▶ [Task directions]:
Reproduce verbatim everything in the passage on Mani Shankar Aiyar from "But Mani Shankar" down to "race for ministership.".
[Given text — start]
But Mani Shankar Aiyar happens to be one of the few perceptive personalities in the Congress now. His opinions always provide foods for thought. Similar is the case with his above mentioned article which he wrote in the context of Sachin Pilot's rebellion in Rajasthan. Sachin is the son of Rajesh Pilot, a former Union minister of internal security, who could also rise above his political stature and leave behind other senior and more weighty Congress leaders in a race for ministership.
[Given text — finish]
[Data under study — start]
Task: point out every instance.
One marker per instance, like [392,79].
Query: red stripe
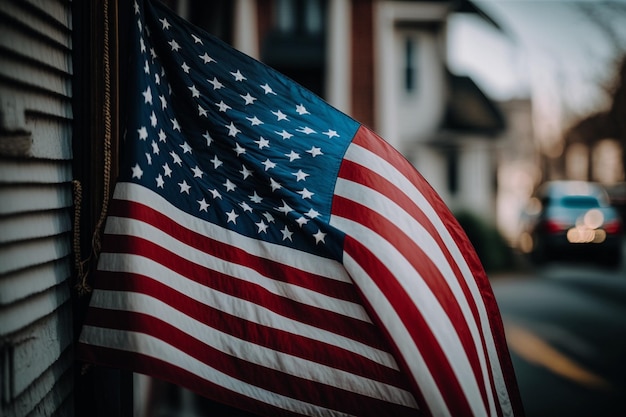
[374,143]
[425,267]
[254,293]
[429,271]
[166,371]
[229,253]
[413,320]
[272,338]
[257,375]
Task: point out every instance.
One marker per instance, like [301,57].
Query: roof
[470,110]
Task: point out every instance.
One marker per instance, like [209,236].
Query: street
[566,331]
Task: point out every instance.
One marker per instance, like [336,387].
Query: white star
[143,133]
[215,193]
[262,142]
[197,172]
[186,147]
[232,130]
[147,95]
[167,171]
[306,130]
[254,121]
[301,109]
[216,84]
[216,162]
[287,234]
[245,207]
[248,98]
[137,172]
[267,89]
[174,45]
[245,172]
[284,134]
[292,156]
[314,151]
[206,58]
[305,193]
[230,186]
[208,138]
[232,216]
[275,185]
[222,106]
[176,158]
[319,237]
[255,198]
[184,187]
[300,175]
[280,115]
[269,164]
[262,227]
[312,213]
[238,76]
[203,205]
[331,133]
[239,149]
[285,209]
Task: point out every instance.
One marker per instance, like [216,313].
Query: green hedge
[491,247]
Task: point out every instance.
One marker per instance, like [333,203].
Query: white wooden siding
[36,361]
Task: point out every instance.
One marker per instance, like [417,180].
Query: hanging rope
[82,266]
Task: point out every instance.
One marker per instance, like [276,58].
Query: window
[410,58]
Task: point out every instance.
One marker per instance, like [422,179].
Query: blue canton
[229,140]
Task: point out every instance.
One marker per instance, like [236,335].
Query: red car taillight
[613,227]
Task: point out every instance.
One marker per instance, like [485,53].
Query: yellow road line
[535,350]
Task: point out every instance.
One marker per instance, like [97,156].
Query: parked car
[570,219]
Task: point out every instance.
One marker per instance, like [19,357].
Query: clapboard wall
[36,362]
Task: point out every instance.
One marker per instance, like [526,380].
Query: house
[383,62]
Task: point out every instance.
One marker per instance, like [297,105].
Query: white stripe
[283,254]
[240,308]
[367,158]
[150,346]
[132,227]
[422,296]
[250,352]
[421,237]
[401,337]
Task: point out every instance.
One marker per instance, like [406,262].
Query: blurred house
[383,62]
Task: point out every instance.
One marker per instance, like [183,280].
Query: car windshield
[580,201]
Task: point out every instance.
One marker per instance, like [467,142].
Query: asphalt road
[566,331]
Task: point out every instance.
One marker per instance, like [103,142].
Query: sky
[549,49]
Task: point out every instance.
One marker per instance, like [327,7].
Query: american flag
[270,253]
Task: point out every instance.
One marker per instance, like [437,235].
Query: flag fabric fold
[270,253]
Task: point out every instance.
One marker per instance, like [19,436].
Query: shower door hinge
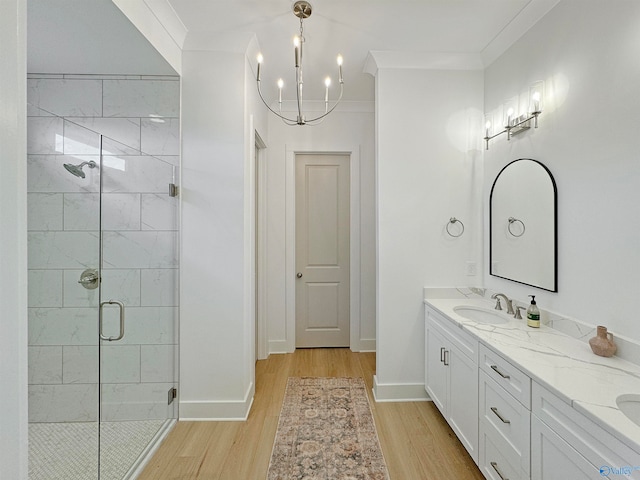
[173,393]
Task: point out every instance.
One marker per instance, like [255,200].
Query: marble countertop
[564,365]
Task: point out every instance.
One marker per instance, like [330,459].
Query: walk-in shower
[77,169]
[103,273]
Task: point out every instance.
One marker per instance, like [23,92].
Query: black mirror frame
[555,228]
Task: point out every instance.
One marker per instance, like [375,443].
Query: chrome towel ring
[454,220]
[513,220]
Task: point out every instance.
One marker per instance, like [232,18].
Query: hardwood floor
[416,441]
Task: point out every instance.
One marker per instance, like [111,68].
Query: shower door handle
[121,333]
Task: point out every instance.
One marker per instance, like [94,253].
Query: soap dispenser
[533,314]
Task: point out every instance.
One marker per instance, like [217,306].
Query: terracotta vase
[602,344]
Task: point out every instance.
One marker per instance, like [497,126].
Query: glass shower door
[138,306]
[63,261]
[103,273]
[103,304]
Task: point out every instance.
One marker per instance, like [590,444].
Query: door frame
[353,150]
[259,152]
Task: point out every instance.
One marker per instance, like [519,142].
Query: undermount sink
[629,404]
[480,315]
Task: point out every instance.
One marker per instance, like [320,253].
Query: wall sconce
[518,124]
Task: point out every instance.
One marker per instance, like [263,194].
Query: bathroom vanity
[529,403]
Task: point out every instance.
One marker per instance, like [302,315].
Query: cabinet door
[554,459]
[463,400]
[435,370]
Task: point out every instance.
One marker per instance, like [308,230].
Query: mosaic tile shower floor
[67,451]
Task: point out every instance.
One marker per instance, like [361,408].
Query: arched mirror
[523,225]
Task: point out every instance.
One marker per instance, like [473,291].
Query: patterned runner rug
[326,432]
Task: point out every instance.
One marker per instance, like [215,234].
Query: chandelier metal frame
[301,9]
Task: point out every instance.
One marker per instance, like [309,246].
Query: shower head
[77,169]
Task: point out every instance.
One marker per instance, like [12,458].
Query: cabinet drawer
[497,464]
[590,440]
[462,340]
[506,420]
[506,375]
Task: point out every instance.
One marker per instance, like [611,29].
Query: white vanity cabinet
[504,415]
[565,444]
[451,376]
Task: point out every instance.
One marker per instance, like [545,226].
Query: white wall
[351,126]
[13,241]
[587,53]
[217,300]
[428,169]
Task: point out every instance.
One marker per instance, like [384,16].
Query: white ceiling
[87,37]
[93,36]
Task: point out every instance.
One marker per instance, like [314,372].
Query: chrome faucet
[496,297]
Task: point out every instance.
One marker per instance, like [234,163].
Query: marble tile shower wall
[139,118]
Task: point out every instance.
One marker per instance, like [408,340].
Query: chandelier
[301,9]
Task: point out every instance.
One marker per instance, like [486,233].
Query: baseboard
[280,346]
[399,392]
[218,410]
[366,345]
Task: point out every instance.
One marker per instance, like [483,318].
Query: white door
[322,250]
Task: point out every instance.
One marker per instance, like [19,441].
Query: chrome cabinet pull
[503,375]
[495,467]
[495,410]
[121,332]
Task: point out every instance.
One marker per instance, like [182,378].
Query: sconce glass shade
[536,96]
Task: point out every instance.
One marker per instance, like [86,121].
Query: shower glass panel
[103,276]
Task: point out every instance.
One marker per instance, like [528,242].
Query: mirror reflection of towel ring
[453,220]
[513,220]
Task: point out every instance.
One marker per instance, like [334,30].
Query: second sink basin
[480,315]
[629,404]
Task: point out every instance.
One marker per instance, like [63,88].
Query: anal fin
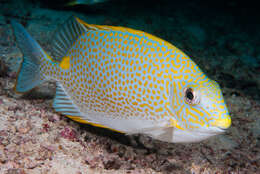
[Data under study — finish]
▶ [Response]:
But Mani Shankar Aiyar happens to be one of the few perceptive personalities in the Congress now. His opinions always provide foods for thought. Similar is the case with his above mentioned article which he wrote in the context of Sachin Pilot's rebellion in Rajasthan. Sachin is the son of Rajesh Pilot, a former Union minister of internal security, who could also rise above his political stature and leave behind other senior and more weighty Congress leaders in a race for ministership.